■ Dataset excerpts ■
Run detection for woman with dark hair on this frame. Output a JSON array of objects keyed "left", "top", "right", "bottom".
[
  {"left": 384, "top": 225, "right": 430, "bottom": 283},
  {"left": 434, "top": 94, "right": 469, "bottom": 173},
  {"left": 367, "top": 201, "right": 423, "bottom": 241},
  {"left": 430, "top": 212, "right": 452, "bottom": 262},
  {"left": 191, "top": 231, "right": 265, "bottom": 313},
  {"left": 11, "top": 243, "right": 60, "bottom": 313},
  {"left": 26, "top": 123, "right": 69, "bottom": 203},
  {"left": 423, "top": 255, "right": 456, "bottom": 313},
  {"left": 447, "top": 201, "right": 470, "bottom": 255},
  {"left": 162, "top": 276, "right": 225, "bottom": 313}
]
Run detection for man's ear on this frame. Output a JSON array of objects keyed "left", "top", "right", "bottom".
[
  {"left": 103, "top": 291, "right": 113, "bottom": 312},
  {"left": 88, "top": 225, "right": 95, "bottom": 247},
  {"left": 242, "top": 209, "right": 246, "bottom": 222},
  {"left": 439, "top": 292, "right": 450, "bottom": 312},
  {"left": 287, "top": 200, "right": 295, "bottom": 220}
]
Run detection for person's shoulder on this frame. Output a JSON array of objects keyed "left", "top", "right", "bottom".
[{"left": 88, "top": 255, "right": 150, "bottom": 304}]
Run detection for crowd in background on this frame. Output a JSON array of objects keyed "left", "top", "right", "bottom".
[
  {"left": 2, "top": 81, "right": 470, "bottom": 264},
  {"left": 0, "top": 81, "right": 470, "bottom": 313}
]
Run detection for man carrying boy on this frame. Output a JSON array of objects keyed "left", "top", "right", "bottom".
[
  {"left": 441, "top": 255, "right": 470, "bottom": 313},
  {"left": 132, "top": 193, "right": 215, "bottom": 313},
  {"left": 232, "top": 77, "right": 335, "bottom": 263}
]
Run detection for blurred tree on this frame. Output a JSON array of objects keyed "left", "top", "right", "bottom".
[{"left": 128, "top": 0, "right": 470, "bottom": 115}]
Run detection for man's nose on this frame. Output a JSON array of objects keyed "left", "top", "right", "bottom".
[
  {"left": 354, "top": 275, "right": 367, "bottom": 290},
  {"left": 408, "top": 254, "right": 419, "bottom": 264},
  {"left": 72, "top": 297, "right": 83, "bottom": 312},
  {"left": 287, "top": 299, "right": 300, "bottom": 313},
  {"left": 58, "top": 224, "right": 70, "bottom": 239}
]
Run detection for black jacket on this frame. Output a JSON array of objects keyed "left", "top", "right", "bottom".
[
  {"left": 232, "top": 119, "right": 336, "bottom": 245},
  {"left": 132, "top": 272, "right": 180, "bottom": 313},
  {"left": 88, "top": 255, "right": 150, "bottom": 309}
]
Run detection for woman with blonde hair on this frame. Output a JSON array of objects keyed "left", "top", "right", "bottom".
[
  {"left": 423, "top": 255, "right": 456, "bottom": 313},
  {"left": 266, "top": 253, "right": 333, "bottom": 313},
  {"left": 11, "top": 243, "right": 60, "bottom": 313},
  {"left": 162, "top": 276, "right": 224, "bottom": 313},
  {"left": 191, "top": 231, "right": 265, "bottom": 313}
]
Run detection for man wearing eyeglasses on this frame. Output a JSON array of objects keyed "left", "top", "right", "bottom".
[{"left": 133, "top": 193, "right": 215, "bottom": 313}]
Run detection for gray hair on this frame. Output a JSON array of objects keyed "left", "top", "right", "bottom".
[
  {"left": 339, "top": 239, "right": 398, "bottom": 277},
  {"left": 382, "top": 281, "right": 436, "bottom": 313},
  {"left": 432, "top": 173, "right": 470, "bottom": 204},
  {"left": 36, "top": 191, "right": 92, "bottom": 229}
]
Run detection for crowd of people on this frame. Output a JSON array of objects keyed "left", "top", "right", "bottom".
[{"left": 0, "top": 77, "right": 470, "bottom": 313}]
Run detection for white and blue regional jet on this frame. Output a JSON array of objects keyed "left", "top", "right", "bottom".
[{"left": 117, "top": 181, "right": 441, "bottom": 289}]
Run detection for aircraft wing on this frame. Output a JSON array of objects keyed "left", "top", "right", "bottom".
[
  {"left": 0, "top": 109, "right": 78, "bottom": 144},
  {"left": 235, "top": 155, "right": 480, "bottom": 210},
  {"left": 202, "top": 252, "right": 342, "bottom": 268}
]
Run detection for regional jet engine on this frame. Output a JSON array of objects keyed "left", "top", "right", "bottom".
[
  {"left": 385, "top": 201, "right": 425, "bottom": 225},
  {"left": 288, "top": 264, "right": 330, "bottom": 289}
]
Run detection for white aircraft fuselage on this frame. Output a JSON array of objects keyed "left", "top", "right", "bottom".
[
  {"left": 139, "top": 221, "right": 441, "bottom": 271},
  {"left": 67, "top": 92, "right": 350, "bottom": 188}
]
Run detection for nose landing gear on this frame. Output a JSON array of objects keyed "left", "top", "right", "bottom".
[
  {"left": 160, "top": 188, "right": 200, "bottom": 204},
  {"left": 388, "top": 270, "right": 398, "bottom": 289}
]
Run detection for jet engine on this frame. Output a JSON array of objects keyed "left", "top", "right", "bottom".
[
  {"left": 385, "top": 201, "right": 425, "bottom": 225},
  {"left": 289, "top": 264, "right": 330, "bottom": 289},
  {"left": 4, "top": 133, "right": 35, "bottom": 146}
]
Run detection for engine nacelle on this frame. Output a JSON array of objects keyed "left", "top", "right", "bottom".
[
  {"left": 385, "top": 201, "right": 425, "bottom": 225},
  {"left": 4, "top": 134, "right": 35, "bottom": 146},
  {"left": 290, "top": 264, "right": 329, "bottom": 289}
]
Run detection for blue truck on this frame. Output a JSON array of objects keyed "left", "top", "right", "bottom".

■ Exercise description ■
Can you write out every entry above again, swapping "this frame" for "the input" wherever it occurs and leaving everything else untouched?

■ Exercise answer ■
Run detection for woman with dark hair on the input. Output a JSON array of objects keyed "left", "top", "right", "bottom".
[
  {"left": 384, "top": 225, "right": 430, "bottom": 283},
  {"left": 434, "top": 94, "right": 469, "bottom": 173},
  {"left": 367, "top": 201, "right": 423, "bottom": 241},
  {"left": 430, "top": 212, "right": 452, "bottom": 262},
  {"left": 191, "top": 231, "right": 265, "bottom": 313},
  {"left": 11, "top": 243, "right": 60, "bottom": 313},
  {"left": 26, "top": 123, "right": 69, "bottom": 203},
  {"left": 423, "top": 255, "right": 456, "bottom": 313},
  {"left": 447, "top": 201, "right": 470, "bottom": 255},
  {"left": 162, "top": 276, "right": 225, "bottom": 313}
]
Run detection for man's ear on the input. Output a JSON array of objects keyed "left", "top", "right", "bottom".
[
  {"left": 103, "top": 291, "right": 113, "bottom": 312},
  {"left": 88, "top": 225, "right": 95, "bottom": 247},
  {"left": 242, "top": 209, "right": 246, "bottom": 222},
  {"left": 439, "top": 292, "right": 450, "bottom": 312},
  {"left": 287, "top": 200, "right": 295, "bottom": 220}
]
Run detection for person's shoulder on the input. Output a JSON array of objects keyed "left", "top", "right", "bottom".
[{"left": 88, "top": 255, "right": 150, "bottom": 304}]
Run detection for crowd in background on the input. Output a JSON array of objects keyed "left", "top", "right", "bottom".
[
  {"left": 2, "top": 81, "right": 470, "bottom": 264},
  {"left": 0, "top": 81, "right": 470, "bottom": 313}
]
Run detection for man carrying boy on the input. Output a JSON array of objects keyed "left", "top", "right", "bottom".
[
  {"left": 441, "top": 255, "right": 470, "bottom": 313},
  {"left": 132, "top": 193, "right": 215, "bottom": 313},
  {"left": 232, "top": 77, "right": 335, "bottom": 263}
]
Run detection for blurred tree on the input. Output a JSON array of objects keyed "left", "top", "right", "bottom".
[{"left": 128, "top": 0, "right": 470, "bottom": 115}]
Run detection for man's nose on the input. Output a JSON array of objects keyed "left", "top", "right", "bottom".
[
  {"left": 354, "top": 275, "right": 367, "bottom": 290},
  {"left": 408, "top": 254, "right": 419, "bottom": 264},
  {"left": 72, "top": 297, "right": 83, "bottom": 312},
  {"left": 287, "top": 299, "right": 300, "bottom": 313},
  {"left": 58, "top": 224, "right": 70, "bottom": 239}
]
Run detection for black jacket on the input. Output a JSON array of objects keyed "left", "top", "right", "bottom".
[
  {"left": 232, "top": 119, "right": 336, "bottom": 245},
  {"left": 132, "top": 272, "right": 180, "bottom": 313},
  {"left": 88, "top": 255, "right": 150, "bottom": 309}
]
Run detection for woman with blonde hair on the input. Output a JSON array of objects keyed "left", "top", "right", "bottom".
[
  {"left": 423, "top": 255, "right": 456, "bottom": 313},
  {"left": 266, "top": 253, "right": 333, "bottom": 313},
  {"left": 11, "top": 243, "right": 60, "bottom": 313},
  {"left": 162, "top": 276, "right": 224, "bottom": 313},
  {"left": 191, "top": 231, "right": 265, "bottom": 313}
]
Run detection for man wearing eyeglasses on the input. Output a JSON array of objects keyed "left", "top", "right", "bottom".
[{"left": 133, "top": 193, "right": 215, "bottom": 313}]
Run detection for gray hair on the input. Output a JSON array of objects keyed "left", "top", "right", "bottom".
[
  {"left": 339, "top": 239, "right": 398, "bottom": 277},
  {"left": 382, "top": 281, "right": 436, "bottom": 313},
  {"left": 432, "top": 173, "right": 470, "bottom": 204},
  {"left": 36, "top": 191, "right": 92, "bottom": 229}
]
Run detection for crowd of people on the input. Output a JSON array of objects keyed "left", "top", "right", "bottom".
[{"left": 0, "top": 77, "right": 470, "bottom": 313}]
Run detection for white and blue regional jet on the input. Output a JSON array of objects keyed "left", "top", "right", "bottom".
[{"left": 117, "top": 181, "right": 441, "bottom": 289}]
Run detection for aircraft wing on the input. Output a JSON array of objects keyed "left", "top", "right", "bottom".
[
  {"left": 0, "top": 109, "right": 78, "bottom": 144},
  {"left": 235, "top": 155, "right": 480, "bottom": 210},
  {"left": 202, "top": 252, "right": 342, "bottom": 268}
]
Run detection for regional jet engine on the input. Output a JSON array of objects keyed "left", "top", "right", "bottom".
[
  {"left": 385, "top": 201, "right": 425, "bottom": 225},
  {"left": 288, "top": 264, "right": 330, "bottom": 289}
]
Run detection for white aircraft fuselage on the input. Output a JSON array of objects keyed "left", "top", "right", "bottom".
[
  {"left": 139, "top": 221, "right": 441, "bottom": 271},
  {"left": 67, "top": 92, "right": 350, "bottom": 188}
]
Run detection for nose landing gear on the input. Output a JSON array of objects keyed "left", "top", "right", "bottom".
[
  {"left": 160, "top": 188, "right": 200, "bottom": 204},
  {"left": 388, "top": 270, "right": 398, "bottom": 289}
]
Run detection for jet engine on the input. Output a JSON array of objects keyed "left", "top", "right", "bottom".
[
  {"left": 385, "top": 201, "right": 425, "bottom": 225},
  {"left": 289, "top": 264, "right": 330, "bottom": 289},
  {"left": 4, "top": 133, "right": 35, "bottom": 146}
]
Run detection for engine nacelle on the input. Output a JSON array of objects keyed "left", "top", "right", "bottom".
[
  {"left": 385, "top": 201, "right": 425, "bottom": 225},
  {"left": 4, "top": 134, "right": 35, "bottom": 146},
  {"left": 290, "top": 264, "right": 329, "bottom": 289}
]
Run detection for blue truck on the input. Output a JSON array of objects keyed "left", "top", "right", "bottom".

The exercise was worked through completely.